An unpublished opinion of the North Carolina Court of Appeals does not constitute controlling legal authority. Citation is disfavored, but may be permitted in accordance with the provisions of Rule 30(e)(3) of the North Carolina Rules of Appellate Proced ure.

NO. COA03-1371


Filed: 01 March 2005


v .                         Mecklenburg County
                            No. 01 CVS 9577

    Appeal by defendant from judgment entered 9 April 2003 by Judge Susan C. Taylor in Mecklenburg County Superior Court. Heard in the Court of Appeals 26 August 2004.

    Kenneth T. Davies for plaintiff-appellee.

    DeVore, Acton & Stafford, P.A., by Fred W. DeVore, III, for defendant-appellant.

    STEELMAN, Judge.

    Plaintiffs instituted this action contending that a duplex built by defendant violated certain restrictive covenants. Sitting without a jury, the trial court heard this matter and entered judgment declaring the restrictive covenants to be valid and enforceable, and directing that defendant either modify the duplex to comply with the covenants or demolish it. Defendant appeals.
    In 1922, W.S. Pharr subdivided a tract of real estate into eleven lots. On 20 October 1923, Pharr conveyed Lots 1 and 2, containing four and half acres to James M. Stafford. The deedgiven to Stafford contained the following restrictions relevant to this case:
        (2) No residence erected on the property shall be nearer the property line adjoining any street than sixty (60) feet, nor either of the side property lines than fifteen (15) feet.
        . . . .

        (7) No subdivision of any part of the above described property by sale, or otherwise, shall be made so as to result in a plot having an acreage of less than half an acre or a frontage of less than 100 feet.

        (8) Any residence built on the property must face the street in front of the lot on which it is built.

        (9) It is expressly understood and agreed by the parties hereto that all of the foregoing covenants, conditions, and restrictions shall run with the land and shall be held to bind the land and all subsequent owners and occupants thereof; . . . .

At the time of this conveyance, the only roadway shown on the subdivision plat was Harris Road, which ran along the southeastern boundary of Lot 1.

Entries for labeling object positions:
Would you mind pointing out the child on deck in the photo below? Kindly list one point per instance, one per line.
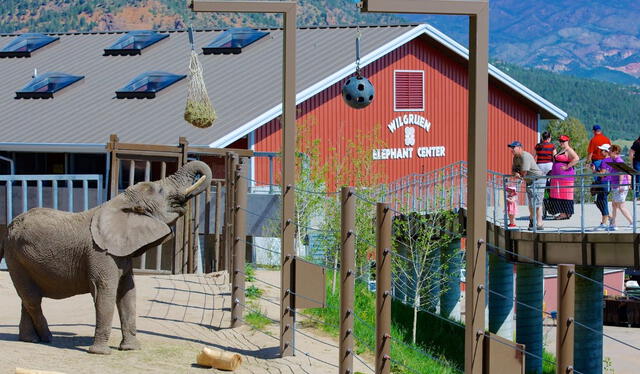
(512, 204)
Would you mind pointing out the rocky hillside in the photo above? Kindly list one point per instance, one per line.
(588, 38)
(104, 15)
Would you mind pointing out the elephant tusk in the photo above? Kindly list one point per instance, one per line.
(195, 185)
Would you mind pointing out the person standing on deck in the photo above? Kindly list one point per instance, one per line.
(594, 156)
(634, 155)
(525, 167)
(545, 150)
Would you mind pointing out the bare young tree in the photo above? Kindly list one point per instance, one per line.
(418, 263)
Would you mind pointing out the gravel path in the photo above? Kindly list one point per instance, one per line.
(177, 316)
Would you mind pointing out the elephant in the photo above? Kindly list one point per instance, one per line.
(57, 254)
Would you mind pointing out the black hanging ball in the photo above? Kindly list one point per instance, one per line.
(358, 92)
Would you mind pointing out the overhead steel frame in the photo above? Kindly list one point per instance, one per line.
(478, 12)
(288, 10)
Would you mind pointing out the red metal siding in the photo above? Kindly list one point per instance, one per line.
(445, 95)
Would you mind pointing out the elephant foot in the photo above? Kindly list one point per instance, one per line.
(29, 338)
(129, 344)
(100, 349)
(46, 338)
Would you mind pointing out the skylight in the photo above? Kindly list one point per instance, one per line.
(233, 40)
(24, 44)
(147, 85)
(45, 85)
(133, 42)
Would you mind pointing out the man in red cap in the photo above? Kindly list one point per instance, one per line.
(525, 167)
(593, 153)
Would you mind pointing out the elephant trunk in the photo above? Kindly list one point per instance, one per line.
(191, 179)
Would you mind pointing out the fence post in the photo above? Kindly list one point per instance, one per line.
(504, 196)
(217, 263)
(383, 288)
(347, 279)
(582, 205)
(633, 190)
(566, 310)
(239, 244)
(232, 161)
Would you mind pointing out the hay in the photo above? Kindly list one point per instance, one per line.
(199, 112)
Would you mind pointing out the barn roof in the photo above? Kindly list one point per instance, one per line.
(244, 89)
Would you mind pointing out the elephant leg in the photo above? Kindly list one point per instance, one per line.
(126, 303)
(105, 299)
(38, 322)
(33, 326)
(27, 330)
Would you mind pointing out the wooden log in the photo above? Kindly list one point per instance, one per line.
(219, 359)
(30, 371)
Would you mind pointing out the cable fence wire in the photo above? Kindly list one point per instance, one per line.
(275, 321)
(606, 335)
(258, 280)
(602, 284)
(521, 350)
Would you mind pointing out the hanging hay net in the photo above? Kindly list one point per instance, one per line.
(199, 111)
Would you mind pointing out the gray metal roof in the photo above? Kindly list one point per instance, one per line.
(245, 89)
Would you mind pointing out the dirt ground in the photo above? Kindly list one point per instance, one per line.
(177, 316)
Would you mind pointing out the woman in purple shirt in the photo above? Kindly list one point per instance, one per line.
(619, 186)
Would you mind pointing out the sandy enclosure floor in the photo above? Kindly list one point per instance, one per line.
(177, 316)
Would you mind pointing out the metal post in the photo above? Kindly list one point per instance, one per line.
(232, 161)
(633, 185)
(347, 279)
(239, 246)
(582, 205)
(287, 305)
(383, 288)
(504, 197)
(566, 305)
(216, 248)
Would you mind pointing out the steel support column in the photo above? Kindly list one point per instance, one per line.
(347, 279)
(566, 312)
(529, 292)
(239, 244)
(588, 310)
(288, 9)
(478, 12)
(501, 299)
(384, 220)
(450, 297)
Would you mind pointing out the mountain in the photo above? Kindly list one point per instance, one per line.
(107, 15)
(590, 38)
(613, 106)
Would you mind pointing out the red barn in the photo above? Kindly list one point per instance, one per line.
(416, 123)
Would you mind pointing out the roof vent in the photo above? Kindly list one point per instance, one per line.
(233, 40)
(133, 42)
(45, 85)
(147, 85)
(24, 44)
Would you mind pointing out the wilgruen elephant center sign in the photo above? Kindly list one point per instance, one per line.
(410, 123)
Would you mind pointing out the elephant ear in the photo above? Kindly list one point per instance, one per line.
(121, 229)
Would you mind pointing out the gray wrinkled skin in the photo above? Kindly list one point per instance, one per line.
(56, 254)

Challenge: In the court opinion, into how many lots did W.S. Pharr subdivide the tract of real estate in 1922? The rows are separate material with no connection to the court opinion.

Output for this exercise: Eleven lots.